-- Begin Records for processing --

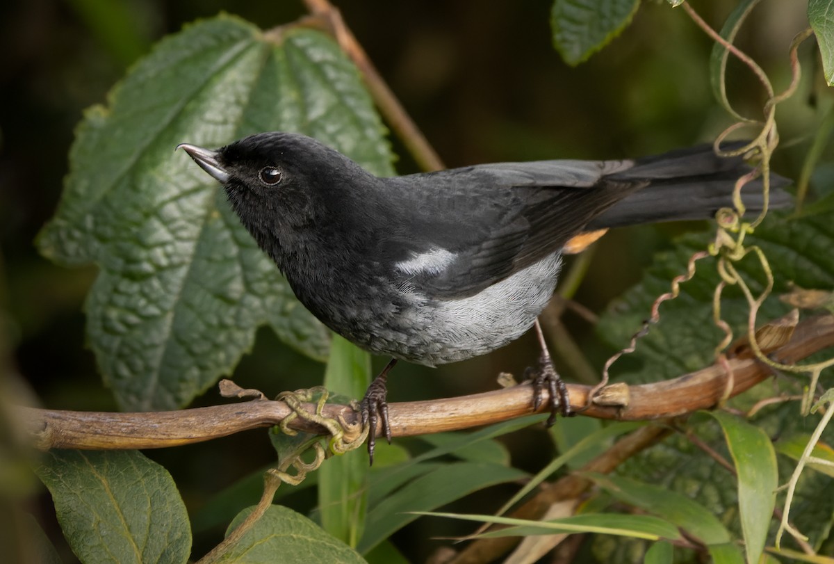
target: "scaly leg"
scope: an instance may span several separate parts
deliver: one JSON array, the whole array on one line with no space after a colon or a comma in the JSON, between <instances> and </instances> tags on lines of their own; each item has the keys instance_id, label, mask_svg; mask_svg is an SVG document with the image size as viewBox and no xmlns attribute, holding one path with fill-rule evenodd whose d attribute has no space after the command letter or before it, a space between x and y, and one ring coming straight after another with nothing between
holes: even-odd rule
<instances>
[{"instance_id":1,"label":"scaly leg","mask_svg":"<svg viewBox=\"0 0 834 564\"><path fill-rule=\"evenodd\" d=\"M362 415L362 426L369 424L368 430L368 458L374 464L374 449L376 447L376 427L382 420L382 430L385 433L388 443L391 443L391 426L388 420L388 373L397 364L397 359L391 359L374 381L368 386L364 397L359 402L359 413Z\"/></svg>"},{"instance_id":2,"label":"scaly leg","mask_svg":"<svg viewBox=\"0 0 834 564\"><path fill-rule=\"evenodd\" d=\"M550 353L547 350L547 343L545 342L545 334L541 331L541 325L539 320L535 320L535 334L539 337L539 345L541 345L541 356L539 359L538 369L528 368L525 375L532 375L533 384L533 407L536 410L541 405L541 390L547 386L550 392L550 416L547 418L545 425L551 426L556 420L556 413L561 413L563 417L572 415L570 411L570 399L568 397L568 389L565 382L559 377L555 368L553 366L553 360Z\"/></svg>"}]
</instances>

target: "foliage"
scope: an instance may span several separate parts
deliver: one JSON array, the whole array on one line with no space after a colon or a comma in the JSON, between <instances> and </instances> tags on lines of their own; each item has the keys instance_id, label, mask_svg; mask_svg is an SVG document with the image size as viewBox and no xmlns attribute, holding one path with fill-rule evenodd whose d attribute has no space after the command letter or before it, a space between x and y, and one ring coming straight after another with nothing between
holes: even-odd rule
<instances>
[{"instance_id":1,"label":"foliage","mask_svg":"<svg viewBox=\"0 0 834 564\"><path fill-rule=\"evenodd\" d=\"M555 0L553 43L567 63L576 65L623 32L639 3ZM758 3L740 3L721 37L734 41ZM827 14L832 6L823 0L808 5L829 83L834 39ZM678 9L684 8L691 9ZM88 110L78 128L61 204L38 244L61 264L99 269L87 298L88 336L123 409L191 403L233 371L264 325L306 355L324 360L329 355L329 388L356 397L367 385L368 355L339 337L331 339L304 310L241 228L220 189L184 154L172 151L181 142L214 147L256 131L283 129L313 135L376 174L393 174L382 121L359 73L329 35L309 23L262 31L226 15L193 23L158 43L113 89L108 104ZM140 48L141 39L128 43ZM713 89L731 115L748 123L754 120L741 117L745 113L729 102L727 53L724 47L713 53ZM754 135L754 143L766 170L778 138L773 112L779 95L766 78L763 83L768 105L756 122L756 131L762 133ZM797 83L798 73L785 98ZM830 110L827 103L821 111ZM821 124L820 130L831 129ZM826 141L827 133L821 133L815 146ZM806 168L817 169L822 159L821 149L809 152ZM804 197L801 194L801 203ZM791 284L830 291L831 202L821 198L804 214L722 224L722 235L686 235L657 254L641 282L600 321L600 335L616 348L660 303L658 296L686 271L691 258L711 251L697 263L676 299L662 304L658 322L639 340L636 352L615 365L614 377L630 383L657 380L711 364L722 338L748 331L751 308L760 319L787 310L771 293L786 291ZM716 289L725 287L716 300ZM724 325L705 323L714 313ZM821 362L817 365L825 365ZM821 370L806 370L815 379ZM802 391L802 383L793 380L780 381L778 387L786 395ZM805 390L808 406L816 386L810 389ZM756 389L731 406L743 414L772 395ZM817 406L824 406L827 397ZM829 406L826 417L830 414ZM615 474L584 474L594 488L570 516L525 521L438 515L510 526L481 538L593 534L587 550L607 561L688 561L708 554L715 561L757 562L766 550L778 557L774 545L784 531L792 535L792 546L824 554L834 544L831 500L818 495L831 480L827 419L809 435L805 426L814 425L806 422L812 420L803 420L794 402L749 419L716 411L711 418L676 423L672 437L633 457ZM296 491L309 493L316 481L318 507L305 516L270 506L219 559L408 561L391 536L419 515L485 488L529 481L512 500L518 501L565 465L585 461L589 453L604 455L621 434L638 426L589 427L570 444L565 439L570 424L560 422L561 432L554 434L548 447L559 448L561 456L531 477L512 466L498 439L533 420L540 418L380 445L371 469L359 451L326 460ZM281 459L316 441L279 437L274 442ZM251 511L242 508L248 503L241 498L251 495L253 481L260 482L254 477L246 491L238 485L217 494L206 504L207 513L194 516L192 529L173 480L140 453L50 452L35 471L53 496L70 546L85 562L185 561L191 556L192 530L208 531L222 521L231 523L227 532L232 534ZM788 482L786 496L777 496L780 482ZM286 501L288 488L279 490L278 496ZM785 518L777 530L773 513L780 506ZM639 514L630 514L635 512ZM807 542L800 532L807 535ZM45 553L52 557L50 551Z\"/></svg>"}]
</instances>

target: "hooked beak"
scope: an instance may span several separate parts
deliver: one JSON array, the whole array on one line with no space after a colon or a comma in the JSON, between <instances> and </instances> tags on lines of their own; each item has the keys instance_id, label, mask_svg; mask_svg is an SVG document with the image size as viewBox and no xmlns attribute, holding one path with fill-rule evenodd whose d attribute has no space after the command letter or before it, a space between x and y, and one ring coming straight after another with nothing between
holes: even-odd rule
<instances>
[{"instance_id":1,"label":"hooked beak","mask_svg":"<svg viewBox=\"0 0 834 564\"><path fill-rule=\"evenodd\" d=\"M220 184L224 184L229 182L229 173L227 173L218 162L218 154L216 151L203 149L202 147L198 147L197 145L189 145L187 143L179 144L177 145L177 149L182 149L183 151L188 153L188 156L193 159L194 162L200 165L200 168L203 169L203 170L208 173L213 179Z\"/></svg>"}]
</instances>

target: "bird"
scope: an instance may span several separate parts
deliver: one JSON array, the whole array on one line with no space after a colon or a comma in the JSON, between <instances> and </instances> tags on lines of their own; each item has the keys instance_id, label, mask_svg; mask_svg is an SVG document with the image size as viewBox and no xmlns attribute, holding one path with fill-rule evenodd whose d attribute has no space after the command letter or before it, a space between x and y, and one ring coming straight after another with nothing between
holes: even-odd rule
<instances>
[{"instance_id":1,"label":"bird","mask_svg":"<svg viewBox=\"0 0 834 564\"><path fill-rule=\"evenodd\" d=\"M735 143L730 149L743 144ZM537 325L563 255L583 234L710 219L752 170L711 145L617 160L494 163L378 177L313 138L266 132L217 149L181 144L228 200L299 300L362 349L391 357L359 404L390 442L388 373L485 355ZM787 180L742 190L747 210L784 207ZM593 237L591 237L593 239ZM541 340L535 407L570 414Z\"/></svg>"}]
</instances>

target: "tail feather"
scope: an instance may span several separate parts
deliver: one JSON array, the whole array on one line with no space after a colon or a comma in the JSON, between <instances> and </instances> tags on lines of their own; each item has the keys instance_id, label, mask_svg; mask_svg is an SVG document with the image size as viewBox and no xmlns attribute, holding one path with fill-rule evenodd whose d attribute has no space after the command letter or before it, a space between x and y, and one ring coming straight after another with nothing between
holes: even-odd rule
<instances>
[{"instance_id":1,"label":"tail feather","mask_svg":"<svg viewBox=\"0 0 834 564\"><path fill-rule=\"evenodd\" d=\"M732 144L730 149L742 144ZM709 145L640 159L631 169L608 178L642 179L648 185L595 218L586 229L710 219L719 209L733 207L736 182L751 169L741 157L718 157ZM769 208L791 205L790 194L781 189L790 184L784 177L771 174ZM741 201L749 214L761 211L765 198L761 179L742 188Z\"/></svg>"}]
</instances>

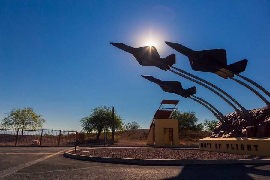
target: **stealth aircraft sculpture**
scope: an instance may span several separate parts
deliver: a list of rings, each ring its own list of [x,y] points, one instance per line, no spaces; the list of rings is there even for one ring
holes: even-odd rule
[[[143,47],[135,48],[126,45],[123,43],[110,43],[116,47],[133,55],[133,56],[135,57],[135,58],[139,63],[142,65],[154,66],[164,70],[166,71],[166,70],[168,70],[204,86],[222,98],[233,108],[243,119],[248,119],[250,118],[251,117],[250,115],[244,107],[240,104],[239,103],[231,96],[224,92],[222,89],[201,78],[200,78],[184,71],[177,69],[173,66],[172,65],[174,64],[176,62],[175,54],[172,54],[164,59],[162,59],[160,57],[160,56],[158,54],[158,52],[156,48],[153,46],[152,47]],[[166,62],[166,61],[167,62]],[[241,110],[243,111],[244,114],[243,114],[237,107],[236,107],[233,104],[226,99],[226,98],[216,91],[198,81],[195,80],[181,73],[178,73],[170,69],[170,68],[176,69],[181,73],[202,81],[218,89],[218,91],[224,94],[226,96],[240,107]]]
[[[190,88],[184,89],[183,88],[181,83],[179,81],[163,81],[151,76],[142,76],[147,80],[159,85],[162,90],[165,92],[176,94],[183,96],[184,98],[188,98],[200,103],[211,111],[221,122],[227,121],[227,118],[214,107],[206,101],[194,95],[194,94],[196,93],[196,87],[194,86]],[[193,98],[190,96],[195,98],[197,99]],[[200,101],[200,100],[201,101]],[[213,108],[220,116],[219,116],[212,109],[203,103]]]
[[[146,46],[134,48],[124,43],[110,43],[120,49],[132,54],[142,66],[154,66],[167,71],[170,66],[175,64],[175,54],[172,54],[164,58],[160,57],[154,47]]]
[[[226,51],[223,49],[195,51],[178,43],[165,42],[169,46],[188,58],[191,68],[199,71],[214,73],[223,77],[233,80],[251,91],[269,106],[270,103],[262,94],[248,84],[234,78],[236,75],[249,82],[269,96],[269,92],[255,82],[239,75],[245,71],[248,60],[243,59],[230,65],[227,64]]]
[[[234,77],[245,71],[246,59],[230,65],[227,64],[226,50],[218,49],[195,51],[178,43],[165,42],[170,47],[188,56],[191,68],[199,71],[214,73],[223,78]]]

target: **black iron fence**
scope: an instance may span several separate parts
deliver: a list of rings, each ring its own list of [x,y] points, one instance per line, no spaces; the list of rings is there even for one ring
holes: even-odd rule
[[[70,130],[0,128],[0,146],[74,145],[77,138],[84,142],[84,134]]]

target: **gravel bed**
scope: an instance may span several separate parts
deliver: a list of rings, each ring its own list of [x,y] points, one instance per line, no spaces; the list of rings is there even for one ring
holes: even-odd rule
[[[89,152],[83,152],[82,151]],[[70,152],[74,153],[74,151]],[[90,156],[165,159],[270,159],[270,157],[256,156],[202,151],[197,148],[100,148],[77,150],[76,154]]]

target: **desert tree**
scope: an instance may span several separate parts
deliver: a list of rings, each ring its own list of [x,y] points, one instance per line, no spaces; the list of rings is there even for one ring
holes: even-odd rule
[[[219,122],[219,121],[217,120],[205,119],[203,123],[205,130],[207,132],[212,132],[213,130]]]
[[[80,122],[83,132],[87,133],[97,132],[96,139],[97,141],[101,132],[110,131],[112,117],[112,107],[107,106],[98,106],[92,110],[89,116],[82,118]],[[122,130],[124,123],[116,110],[114,112],[114,121],[115,129]]]
[[[135,121],[128,122],[125,123],[124,125],[125,130],[128,130],[139,129],[141,127],[139,123]]]
[[[43,116],[36,113],[32,107],[14,107],[5,114],[1,125],[3,127],[20,128],[23,135],[23,130],[25,128],[42,128],[42,124],[46,122],[42,118]]]
[[[194,111],[182,112],[177,110],[172,117],[172,119],[178,120],[178,128],[180,131],[183,129],[202,130],[203,125],[198,123],[199,119]]]

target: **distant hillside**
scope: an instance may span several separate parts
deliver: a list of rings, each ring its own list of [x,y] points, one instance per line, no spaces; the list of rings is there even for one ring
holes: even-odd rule
[[[146,146],[146,140],[148,135],[149,129],[131,130],[115,133],[115,145],[116,146]],[[94,142],[97,133],[86,134],[85,140],[88,143]],[[179,144],[180,145],[197,145],[198,140],[208,137],[211,133],[202,130],[183,130],[179,134]],[[110,133],[107,135],[107,141],[110,141],[111,138]],[[104,133],[100,134],[98,144],[102,144],[104,141]],[[109,142],[108,142],[109,144]]]

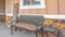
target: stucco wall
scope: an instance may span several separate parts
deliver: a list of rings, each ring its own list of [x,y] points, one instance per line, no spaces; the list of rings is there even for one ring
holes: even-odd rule
[[[5,13],[5,0],[0,0],[0,13]]]
[[[8,0],[8,12],[13,12],[13,4],[20,3],[20,0]],[[46,0],[46,9],[29,9],[29,10],[23,10],[18,9],[20,14],[65,14],[65,0],[58,0],[60,3],[57,3],[57,0]],[[60,12],[58,12],[60,10]]]

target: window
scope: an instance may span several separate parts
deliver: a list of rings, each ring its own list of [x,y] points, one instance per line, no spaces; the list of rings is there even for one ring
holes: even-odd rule
[[[44,9],[44,0],[20,0],[20,9]]]

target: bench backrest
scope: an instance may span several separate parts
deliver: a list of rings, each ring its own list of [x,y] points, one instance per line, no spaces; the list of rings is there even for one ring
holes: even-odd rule
[[[43,24],[43,16],[40,16],[40,15],[20,15],[18,22],[34,24],[34,25],[42,25]]]

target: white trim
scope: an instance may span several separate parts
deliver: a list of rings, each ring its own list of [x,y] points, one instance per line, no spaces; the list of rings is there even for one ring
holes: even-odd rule
[[[41,4],[38,5],[23,5],[23,0],[20,0],[20,9],[46,9],[44,0],[40,0]]]
[[[20,15],[43,15],[43,14],[18,14]],[[6,14],[6,16],[13,16],[13,14]],[[65,15],[43,15],[44,18],[65,20]]]

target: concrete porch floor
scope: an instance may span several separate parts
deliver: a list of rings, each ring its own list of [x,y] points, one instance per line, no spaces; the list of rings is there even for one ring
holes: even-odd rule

-- End Records for processing --

▶ What you have to do:
Starting at the line with "target: bench backrest" and running through the last line of the material, write those lines out again with "white trim" changed to "painted trim" and nothing else altered.

▶ Problem solution:
target: bench backrest
scope: an instance may span several separate parts
deliver: a list of rings, each ring its own list of [x,y] points, one instance per line, no spaces; the list of rings is there even for one ring
holes: even-odd rule
[[[43,24],[43,16],[40,16],[40,15],[20,15],[18,22],[34,24],[34,25],[42,25]]]

target: painted trim
scope: an instance may span several separate parts
deliver: a list of rings, each ring its own list of [x,y] points, one instance per line, no spaces; the list of rings is there even for one ring
holes: even-odd rule
[[[41,4],[38,5],[23,5],[23,0],[20,0],[20,9],[46,9],[44,0],[40,0]]]
[[[20,15],[43,15],[43,14],[18,14]],[[6,14],[6,16],[13,16],[13,14]],[[65,15],[43,15],[44,18],[65,20]]]

target: concrete porch floor
scope: an instance may span several separate parts
deliver: a list of rings, each ring its own list of [x,y] points, one instance per line, no spaces; the list of rings is there even for one ring
holes: even-odd rule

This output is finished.